--- RECORDS SUPPLIED Enclosed Below ---
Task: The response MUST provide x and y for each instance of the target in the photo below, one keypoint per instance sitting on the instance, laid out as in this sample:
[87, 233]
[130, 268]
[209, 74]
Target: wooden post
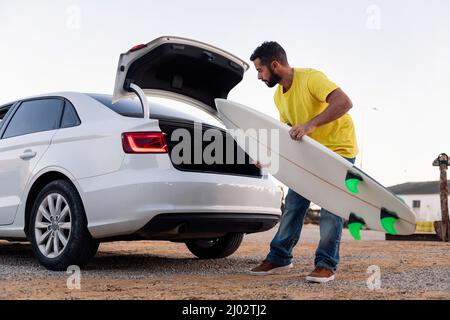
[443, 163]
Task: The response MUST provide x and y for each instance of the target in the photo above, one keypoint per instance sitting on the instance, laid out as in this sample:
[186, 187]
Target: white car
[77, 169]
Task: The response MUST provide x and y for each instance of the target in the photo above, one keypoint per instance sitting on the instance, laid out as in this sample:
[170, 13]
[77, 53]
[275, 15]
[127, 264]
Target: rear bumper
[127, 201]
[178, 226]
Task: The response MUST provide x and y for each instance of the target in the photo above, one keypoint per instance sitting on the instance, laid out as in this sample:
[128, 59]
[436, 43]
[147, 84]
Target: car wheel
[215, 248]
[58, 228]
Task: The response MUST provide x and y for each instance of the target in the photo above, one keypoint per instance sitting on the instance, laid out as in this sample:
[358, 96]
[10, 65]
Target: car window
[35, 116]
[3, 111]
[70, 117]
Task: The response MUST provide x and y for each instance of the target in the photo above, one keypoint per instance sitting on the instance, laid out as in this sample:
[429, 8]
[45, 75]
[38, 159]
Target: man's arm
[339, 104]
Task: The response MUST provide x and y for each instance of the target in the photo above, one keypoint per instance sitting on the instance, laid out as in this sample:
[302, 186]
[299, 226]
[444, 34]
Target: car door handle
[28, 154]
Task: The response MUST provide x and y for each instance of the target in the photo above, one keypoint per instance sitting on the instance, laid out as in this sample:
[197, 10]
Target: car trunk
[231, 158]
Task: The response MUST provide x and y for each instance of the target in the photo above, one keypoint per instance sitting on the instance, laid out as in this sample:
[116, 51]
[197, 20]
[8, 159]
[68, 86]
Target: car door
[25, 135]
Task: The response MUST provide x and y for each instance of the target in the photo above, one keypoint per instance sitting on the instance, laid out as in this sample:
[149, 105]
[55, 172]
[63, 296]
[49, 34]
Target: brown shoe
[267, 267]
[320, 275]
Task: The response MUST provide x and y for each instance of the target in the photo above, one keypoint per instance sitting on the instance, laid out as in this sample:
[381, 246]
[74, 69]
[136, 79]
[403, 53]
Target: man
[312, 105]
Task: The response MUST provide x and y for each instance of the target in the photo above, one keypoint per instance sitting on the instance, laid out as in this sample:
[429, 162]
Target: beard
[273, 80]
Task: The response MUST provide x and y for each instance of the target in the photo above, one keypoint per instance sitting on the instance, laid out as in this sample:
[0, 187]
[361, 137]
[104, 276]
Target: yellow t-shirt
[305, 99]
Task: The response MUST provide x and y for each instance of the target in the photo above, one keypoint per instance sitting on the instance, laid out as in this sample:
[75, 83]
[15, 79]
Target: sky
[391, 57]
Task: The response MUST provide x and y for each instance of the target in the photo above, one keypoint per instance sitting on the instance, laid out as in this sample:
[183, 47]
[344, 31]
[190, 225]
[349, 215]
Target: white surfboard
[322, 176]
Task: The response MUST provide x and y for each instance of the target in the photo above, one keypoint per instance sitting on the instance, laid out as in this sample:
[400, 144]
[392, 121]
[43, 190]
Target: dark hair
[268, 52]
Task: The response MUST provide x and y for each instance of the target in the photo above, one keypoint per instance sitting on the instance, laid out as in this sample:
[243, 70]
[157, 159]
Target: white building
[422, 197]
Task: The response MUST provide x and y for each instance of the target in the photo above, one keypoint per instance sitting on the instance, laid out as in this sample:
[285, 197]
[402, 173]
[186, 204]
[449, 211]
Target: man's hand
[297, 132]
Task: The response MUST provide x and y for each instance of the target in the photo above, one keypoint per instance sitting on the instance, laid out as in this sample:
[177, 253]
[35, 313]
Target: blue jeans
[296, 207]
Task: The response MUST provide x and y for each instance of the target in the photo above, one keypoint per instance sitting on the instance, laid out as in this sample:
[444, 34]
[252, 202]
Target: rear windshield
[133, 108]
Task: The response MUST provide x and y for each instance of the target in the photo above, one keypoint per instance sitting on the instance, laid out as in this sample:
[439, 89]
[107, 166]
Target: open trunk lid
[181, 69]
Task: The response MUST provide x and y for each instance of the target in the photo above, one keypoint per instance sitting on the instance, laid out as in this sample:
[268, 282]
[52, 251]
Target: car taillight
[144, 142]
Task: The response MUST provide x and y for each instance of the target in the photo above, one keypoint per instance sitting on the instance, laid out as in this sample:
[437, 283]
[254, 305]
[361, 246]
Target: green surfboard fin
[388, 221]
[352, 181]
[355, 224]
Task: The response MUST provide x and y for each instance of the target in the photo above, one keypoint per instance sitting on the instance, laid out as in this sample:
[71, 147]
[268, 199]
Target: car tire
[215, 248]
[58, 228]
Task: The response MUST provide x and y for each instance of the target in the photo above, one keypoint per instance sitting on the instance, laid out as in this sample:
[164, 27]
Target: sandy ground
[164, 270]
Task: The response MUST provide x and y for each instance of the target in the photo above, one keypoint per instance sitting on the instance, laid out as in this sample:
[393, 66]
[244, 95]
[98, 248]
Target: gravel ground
--- End of Enclosed RECORDS SUPPLIED ---
* _WORK TASK_
A faithful, complete copy of the records above is required, one that contains no pictures.

* _PROBLEM SOLUTION_
Task: The response MUST provide x and y for each instance of the target in the photo below, one keypoint per instance sitting on the instance, laid out as in this sample:
[87, 233]
[130, 268]
[209, 74]
Target: wooden post
[443, 163]
Task: The response MUST provide x and y for each instance of the target in the photo above, one keypoint per instance sitting on the instance, laid out as in this sample:
[186, 187]
Target: white car
[77, 169]
Task: The response MUST provide x and y for each instance of the target in the photo above, one keypoint per instance sitting on the instance, laid out as in this sample:
[170, 13]
[77, 53]
[275, 15]
[127, 264]
Target: rear bumper
[127, 201]
[178, 226]
Task: The response MUST provide x and y for each instance of the target in the photo above, one keypoint per instance sitting on the instance, laid out as in this sample:
[128, 59]
[436, 43]
[147, 84]
Target: car wheel
[215, 248]
[58, 228]
Task: The response MUST provide x and y for each instance of the target in the photo above, one keypoint per instance sitting on the instance, laid out as in this sample:
[358, 96]
[10, 65]
Target: car window
[35, 116]
[3, 111]
[70, 117]
Task: The response MUST provide x and y for each instance of the target in the photo above, one keypoint per instance sitting on the instance, laid out as in this sample:
[429, 8]
[45, 75]
[38, 159]
Target: man's arm
[339, 104]
Task: The response MUST provide x and y for each instance of the target in the photo above, one keypoint per instance sitting on the instance, laid out as in this sample:
[302, 186]
[299, 226]
[444, 34]
Target: car door handle
[28, 154]
Task: The response MUST provide x and y for each instance of the target in the photo above, one keypoint per instance sitting on the instance, laid out as in this sample:
[197, 10]
Target: car trunk
[231, 158]
Task: The response MUST provide x and y for each instance of the target in the photo above, one keypoint per instance sitting on the instance, laid out as in this sample:
[116, 51]
[197, 20]
[8, 159]
[68, 86]
Target: car door
[25, 135]
Task: The response MUST provide x and y for each instance of the target in the photo above, one keypoint per instance sitting on the instance, laid out as in this sample:
[149, 105]
[55, 172]
[63, 296]
[49, 34]
Target: brown shoe
[267, 267]
[320, 275]
Task: The response MUST provide x and y for each instance of the target in the photo above, one keypoint per instance sitting on the instance, laid out as in this sample:
[381, 246]
[74, 69]
[136, 79]
[403, 53]
Target: man
[312, 105]
Task: The response MUST provide x and y for each instance of the target in the photo above, one keypoint per instance sitting on the instance, laid out as in this sample:
[429, 162]
Target: beard
[273, 80]
Task: The response MUST provide x and y for each instance of the target in the photo above, one keypoint per instance sitting on the instance, laid out as in this sample:
[0, 187]
[361, 137]
[104, 276]
Target: yellow t-shirt
[305, 99]
Task: The response MUST provide x and y for each instance of the target in the photo above, one keypoint per instance sitting on the instance, laid out as in this sample:
[75, 83]
[15, 79]
Target: sky
[391, 57]
Task: The response MUST provide x and y for each instance of the target in the photo above, one keypoint per instance sitting on the instance, laid out as in this sample:
[183, 47]
[344, 31]
[190, 225]
[349, 215]
Target: white surfboard
[322, 176]
Task: The response MUST provide x and y for each instance of the target in the photo above, one keypoint per instance sitting on the instance, laid out as in this sample:
[400, 144]
[392, 121]
[43, 190]
Target: dark hair
[268, 52]
Task: The response MUST provide x and y for each instance of the target in the photo above, one keypoint per instance sitting on the instance, laid out as in this sample:
[243, 70]
[157, 159]
Target: white building
[422, 197]
Task: The response MUST provide x and y for each instance of the target in the photo above, one keypoint per instance sitting on the instance, laid out as in this sample:
[285, 197]
[402, 173]
[186, 204]
[449, 211]
Target: man's hand
[297, 132]
Task: The response MUST provide x and y for each instance of the target in the photo above, one keypoint per instance sitting on the instance, laid out as in this sample:
[177, 253]
[35, 313]
Target: blue jeans
[296, 207]
Task: The response MUST provide x and y for each instance of the target in the photo above, one keypoint per instance sitting on the instance, laid out as in this sample:
[444, 34]
[252, 202]
Target: rear windshield
[133, 108]
Task: The response MUST provide x and y for each instance of the target in the photo above, one keypoint per instance sitting on the instance, laid out as in this sample:
[439, 89]
[107, 166]
Target: open trunk lid
[181, 69]
Task: The response MUST provide x and y for each instance of the target in the photo above, one keypoint per instance sitting on the instance, laid out as in this sample:
[268, 282]
[52, 251]
Target: car taillight
[144, 142]
Task: The response MUST provide x and y for each instance of the target in the photo above, one keypoint per instance sitting on the instance, laid out as in this sample:
[437, 283]
[254, 305]
[361, 246]
Target: green surfboard fin
[388, 221]
[352, 181]
[355, 224]
Task: The response MUST provide x and y for each instance of the target in the photo above, one keypoint per instance sitting on the instance, laid out as in this sample:
[71, 147]
[268, 199]
Target: car tire
[215, 248]
[58, 228]
Task: The response MUST provide x and y for each instance of the target in the photo above, one keypoint per instance sitting on the instance, laid out as in this sample:
[164, 27]
Target: sandy ground
[164, 270]
Task: The response MUST provide x and y for each instance of the target in the photo above, one keypoint per instance sitting on the instance, laid out as in this sample:
[393, 66]
[244, 95]
[98, 248]
Target: gravel ground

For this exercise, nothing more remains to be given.